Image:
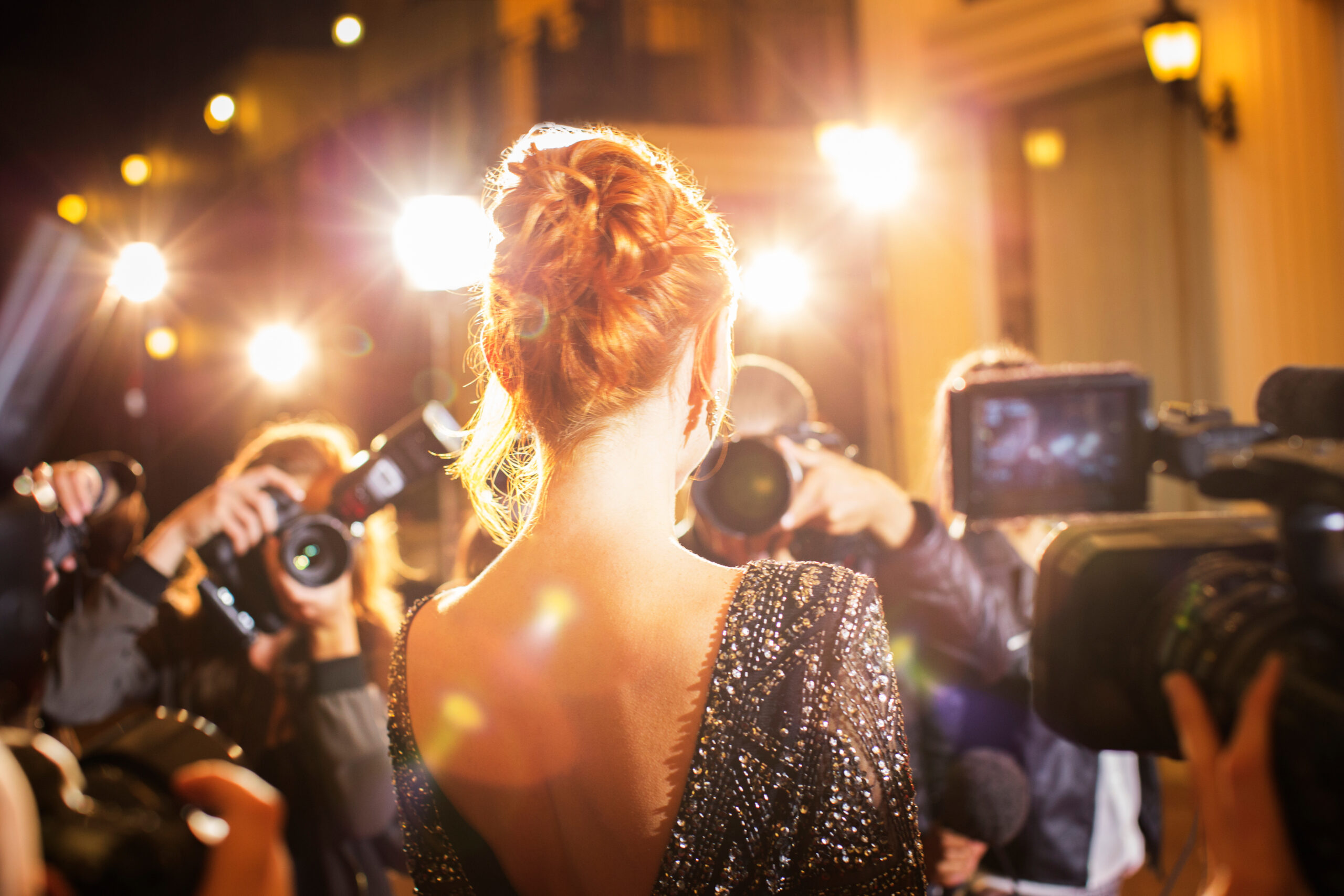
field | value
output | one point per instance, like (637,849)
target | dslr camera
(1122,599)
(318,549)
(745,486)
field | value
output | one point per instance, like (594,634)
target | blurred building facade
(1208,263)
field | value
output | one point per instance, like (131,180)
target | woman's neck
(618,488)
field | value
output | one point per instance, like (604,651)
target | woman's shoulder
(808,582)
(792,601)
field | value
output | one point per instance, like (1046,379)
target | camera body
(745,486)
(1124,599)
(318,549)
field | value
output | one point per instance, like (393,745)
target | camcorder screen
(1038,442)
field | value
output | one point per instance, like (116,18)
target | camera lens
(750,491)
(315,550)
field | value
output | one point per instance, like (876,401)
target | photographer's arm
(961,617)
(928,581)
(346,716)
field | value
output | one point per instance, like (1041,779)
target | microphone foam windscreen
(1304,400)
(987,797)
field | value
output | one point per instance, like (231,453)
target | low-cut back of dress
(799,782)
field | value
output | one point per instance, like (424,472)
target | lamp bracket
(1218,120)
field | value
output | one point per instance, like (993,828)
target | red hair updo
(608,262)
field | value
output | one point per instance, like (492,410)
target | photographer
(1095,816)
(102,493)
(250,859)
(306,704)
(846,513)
__________
All entries above are to be restated exactly, with every image omitted.

SOLUTION TO THIS PROBLEM –
Image:
field | value
output | one point per instance, like (637,849)
target | dslr camera
(1122,599)
(318,549)
(745,486)
field | value
output | one point per instance, like (594,634)
target | blurred building facade
(1208,263)
field | value
output | one point per instance, like (131,180)
target | woman's neck
(618,488)
field | value
output | one point per instance, like (604,651)
target | woman's shoulder
(808,582)
(792,601)
field | value
output | one point per instance, like (1046,379)
target | camera body
(745,486)
(1124,599)
(318,549)
field | value
output | one point per instance, like (393,745)
target | camcorder screen
(1038,442)
field | value
output | one point per instance, like (116,18)
target | camera lens
(750,491)
(315,550)
field | value
output | one point per instance, like (876,401)
target | photographer's arm
(961,617)
(928,581)
(346,716)
field | value
output | one point per instance, like (1041,779)
target | microphone foam windscreen
(1304,400)
(987,797)
field | value
output | one point per instance, like (231,453)
target | low-cut back of dress
(799,782)
field | value
output | one point per instance, like (424,472)
target | lamp bracket
(1218,120)
field | value
output | one point per instance, like (993,828)
target | red hair updo
(608,262)
field | value
output | one point per instance, like (492,410)
target | photographer
(1095,816)
(102,493)
(250,859)
(306,704)
(846,513)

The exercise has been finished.